──────── DADOS APRESENTADOS
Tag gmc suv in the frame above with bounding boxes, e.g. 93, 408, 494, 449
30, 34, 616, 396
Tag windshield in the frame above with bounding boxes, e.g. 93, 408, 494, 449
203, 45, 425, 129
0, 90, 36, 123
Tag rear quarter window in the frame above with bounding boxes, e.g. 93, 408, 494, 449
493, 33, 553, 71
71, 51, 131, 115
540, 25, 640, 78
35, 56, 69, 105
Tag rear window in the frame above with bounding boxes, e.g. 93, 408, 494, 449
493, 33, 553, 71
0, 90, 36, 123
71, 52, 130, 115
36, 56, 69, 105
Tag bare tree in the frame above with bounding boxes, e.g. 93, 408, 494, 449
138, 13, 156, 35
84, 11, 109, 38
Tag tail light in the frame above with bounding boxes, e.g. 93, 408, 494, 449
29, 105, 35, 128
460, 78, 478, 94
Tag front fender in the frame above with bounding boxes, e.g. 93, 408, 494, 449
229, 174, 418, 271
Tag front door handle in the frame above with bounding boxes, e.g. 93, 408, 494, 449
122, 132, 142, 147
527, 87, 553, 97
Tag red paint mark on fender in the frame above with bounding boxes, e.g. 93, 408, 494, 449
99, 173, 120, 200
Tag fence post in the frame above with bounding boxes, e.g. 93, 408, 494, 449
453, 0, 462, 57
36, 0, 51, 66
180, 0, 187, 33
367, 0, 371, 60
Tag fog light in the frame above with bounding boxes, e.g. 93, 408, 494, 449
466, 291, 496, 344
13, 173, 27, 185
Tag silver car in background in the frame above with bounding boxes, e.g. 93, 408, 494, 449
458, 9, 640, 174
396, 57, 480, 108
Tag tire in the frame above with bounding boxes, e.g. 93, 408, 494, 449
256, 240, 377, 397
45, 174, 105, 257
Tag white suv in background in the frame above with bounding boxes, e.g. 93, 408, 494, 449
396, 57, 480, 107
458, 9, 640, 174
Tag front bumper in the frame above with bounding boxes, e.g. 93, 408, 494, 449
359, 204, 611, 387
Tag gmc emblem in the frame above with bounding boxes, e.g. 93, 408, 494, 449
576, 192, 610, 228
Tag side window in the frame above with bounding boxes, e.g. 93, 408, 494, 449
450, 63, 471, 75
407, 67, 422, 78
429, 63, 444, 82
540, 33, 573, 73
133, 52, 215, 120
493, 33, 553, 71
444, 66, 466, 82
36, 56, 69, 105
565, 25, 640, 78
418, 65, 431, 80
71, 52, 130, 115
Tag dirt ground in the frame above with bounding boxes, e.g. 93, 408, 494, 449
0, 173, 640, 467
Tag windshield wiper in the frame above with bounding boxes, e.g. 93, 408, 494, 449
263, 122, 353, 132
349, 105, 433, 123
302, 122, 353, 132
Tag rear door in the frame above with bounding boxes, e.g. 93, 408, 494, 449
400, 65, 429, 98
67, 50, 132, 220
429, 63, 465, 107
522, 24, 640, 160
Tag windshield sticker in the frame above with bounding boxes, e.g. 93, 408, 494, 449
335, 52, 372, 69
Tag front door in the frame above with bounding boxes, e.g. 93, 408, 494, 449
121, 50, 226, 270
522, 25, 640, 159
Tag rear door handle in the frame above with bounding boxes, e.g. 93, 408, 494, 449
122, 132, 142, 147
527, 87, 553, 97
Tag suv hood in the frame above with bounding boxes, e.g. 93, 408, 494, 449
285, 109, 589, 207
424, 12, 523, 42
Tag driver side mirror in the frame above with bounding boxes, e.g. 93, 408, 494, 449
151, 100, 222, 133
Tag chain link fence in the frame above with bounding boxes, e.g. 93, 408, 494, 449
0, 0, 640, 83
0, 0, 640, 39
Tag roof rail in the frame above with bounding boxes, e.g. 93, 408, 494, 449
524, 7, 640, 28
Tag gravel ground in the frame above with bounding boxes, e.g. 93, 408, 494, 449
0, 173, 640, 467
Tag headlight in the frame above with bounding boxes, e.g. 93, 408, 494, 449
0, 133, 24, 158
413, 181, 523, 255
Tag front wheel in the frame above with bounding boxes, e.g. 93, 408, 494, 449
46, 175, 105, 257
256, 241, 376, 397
────────────────
_TAREFA ESCRITA:_ Reescreva todas as linhas acima como um CSV de duas colunas, "texto" e "resposta", com uma linha para cada frase iniciada por "Tag" e as coordenadas que vêm logo depois dela. Coloque cada campo entre aspas e troque as quebras de linha por espaços.

_SOLUÇÃO COMPLETA:_
texto,resposta
"Tag gmc suv in the frame above with bounding boxes, e.g. 93, 408, 494, 449","30, 34, 616, 396"
"Tag windshield in the frame above with bounding boxes, e.g. 93, 408, 494, 449","203, 45, 425, 129 0, 90, 36, 123"
"Tag rear quarter window in the frame above with bounding boxes, e.g. 93, 408, 494, 449","493, 33, 553, 71 71, 51, 131, 115 540, 25, 640, 78 35, 56, 69, 105"
"Tag rear window in the frame above with bounding boxes, e.g. 93, 408, 494, 449","493, 33, 553, 71 0, 90, 36, 123 71, 52, 130, 115 36, 56, 69, 105"
"Tag bare tree in the frame above with bounding boxes, e.g. 93, 408, 494, 449","138, 13, 156, 35 84, 11, 109, 38"
"Tag tail light in the frame above with bounding boxes, e.g. 93, 408, 494, 449","29, 105, 35, 128 460, 78, 478, 94"
"Tag front fender in the frame above with bounding boxes, e.g. 93, 408, 494, 449","229, 174, 418, 271"
"Tag front door handle in the frame above with bounding boxes, e.g. 93, 408, 494, 449","122, 132, 142, 147 527, 87, 553, 97"
"Tag red paint mark on fender in the frame above with bounding boxes, e.g. 93, 408, 494, 449","99, 173, 120, 200"
"Tag fence post in the frame above with bounding boxes, e.g. 93, 408, 494, 449","453, 0, 462, 57 36, 0, 51, 66 180, 0, 187, 33 367, 0, 371, 60"
"Tag fog light in the frame above with bounding boxes, e.g. 93, 408, 494, 449","466, 291, 496, 344 13, 173, 27, 185"
"Tag silver car in background in the frame above with bounding boxes, e.g. 93, 408, 494, 449","458, 9, 640, 174 396, 57, 480, 108"
"Tag tire in the frame above with bounding boxes, e.g. 93, 408, 494, 449","256, 240, 377, 397 45, 174, 105, 257"
"Tag white suv in background in the frame above with bounding boxes, e.g. 93, 408, 494, 449","396, 57, 480, 107 458, 9, 640, 174"
"Tag front bumper in the frame above with bounding boxes, e.g. 93, 408, 494, 449","359, 204, 611, 387"
"Tag gmc emblem in the frame above with bounding boxes, e.g. 93, 408, 494, 449","576, 192, 610, 228"
"Tag side window in the frame above with bounding boxes, e.g. 93, 408, 494, 449","450, 63, 471, 75 407, 67, 422, 78 429, 63, 444, 82 540, 33, 573, 73 133, 52, 215, 120 493, 33, 553, 71 444, 66, 466, 82 36, 56, 69, 105 565, 25, 640, 78 418, 65, 431, 80 71, 52, 130, 115"
"Tag dirt ground in the frame above with bounding boxes, e.g. 93, 408, 494, 449","0, 173, 640, 467"
"Tag windshield wiper in the frame above with bounding boxes, e.g. 93, 408, 494, 449","263, 122, 353, 132 349, 105, 433, 123 302, 122, 353, 132"
"Tag rear door in the frame above with bounding boxes, e.g. 93, 408, 494, 449","400, 65, 429, 98 67, 50, 132, 220 429, 63, 465, 107 522, 24, 640, 160"
"Tag windshield sticker in the frame above with bounding boxes, e.g. 93, 408, 494, 449","335, 52, 372, 69"
"Tag front door in the frame above with bounding boxes, e.g. 93, 408, 494, 449","121, 50, 226, 270 522, 25, 640, 159"
"Tag rear door handle in the frame above with bounding boxes, e.g. 93, 408, 494, 449","122, 132, 142, 147 527, 87, 553, 97"
"Tag suv hood in the frame above with bounding boxes, e.g. 93, 408, 494, 449","285, 109, 589, 207 424, 12, 523, 42"
"Tag driver side mirror in the frame above with bounding boxes, e.g. 93, 408, 494, 449","151, 100, 222, 133"
"Tag chain link fence in the frame above with bounding boxes, e.g. 93, 408, 494, 449","0, 0, 640, 83 0, 0, 640, 39"
"Tag roof rail in the frame above with bounding boxes, e.g. 93, 408, 494, 449","524, 7, 640, 28"
"Tag gravel ground in the frame above with bounding boxes, e.g. 93, 408, 494, 449","0, 173, 640, 467"
"Tag headlight in the frame above with bounding boxes, e.g. 93, 408, 494, 449","0, 133, 24, 158 413, 181, 523, 255"
"Tag front wheel in the frame above with bounding boxes, e.g. 93, 408, 494, 449","46, 175, 105, 257 256, 241, 376, 397"